- Exercise brief -
Only an exact reprint of all the data is acceptable.

- Task inputs -

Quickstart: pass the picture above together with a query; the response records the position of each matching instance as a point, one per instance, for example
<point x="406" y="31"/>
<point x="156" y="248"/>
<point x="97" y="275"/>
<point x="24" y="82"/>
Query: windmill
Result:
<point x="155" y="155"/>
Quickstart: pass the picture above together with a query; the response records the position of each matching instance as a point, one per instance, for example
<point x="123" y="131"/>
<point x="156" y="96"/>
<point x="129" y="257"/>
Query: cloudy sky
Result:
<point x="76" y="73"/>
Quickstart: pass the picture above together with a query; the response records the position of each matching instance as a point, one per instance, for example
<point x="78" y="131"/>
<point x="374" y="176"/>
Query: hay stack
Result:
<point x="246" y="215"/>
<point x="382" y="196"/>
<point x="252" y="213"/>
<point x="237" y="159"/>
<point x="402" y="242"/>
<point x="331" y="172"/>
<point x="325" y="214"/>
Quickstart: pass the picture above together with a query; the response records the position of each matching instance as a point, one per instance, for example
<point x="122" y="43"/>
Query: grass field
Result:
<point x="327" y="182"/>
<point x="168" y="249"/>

- Result of this task -
Quickstart: pass the picture above together with a query; the response records the position of each matching instance as a point, one per instance, for example
<point x="406" y="31"/>
<point x="156" y="248"/>
<point x="97" y="275"/>
<point x="24" y="82"/>
Query: windmill
Result:
<point x="155" y="155"/>
Quickstart: pass the picture above together with a query; the response records the position of each matching instance as a point, one per instance, for example
<point x="123" y="131"/>
<point x="156" y="96"/>
<point x="129" y="257"/>
Query: cloudy sky
Result:
<point x="76" y="73"/>
Quickstart: pass the picture above together with a query; the response records the position of each matching instance as a point, one per instance, for example
<point x="78" y="131"/>
<point x="374" y="176"/>
Query: hay stack
Result:
<point x="246" y="215"/>
<point x="382" y="196"/>
<point x="252" y="213"/>
<point x="237" y="159"/>
<point x="402" y="242"/>
<point x="331" y="172"/>
<point x="325" y="214"/>
Quickstart: pass the picture above together with a query; the response records the position of each matching instance as a point, one per instance, for example
<point x="122" y="43"/>
Query: grass field
Result:
<point x="327" y="182"/>
<point x="168" y="249"/>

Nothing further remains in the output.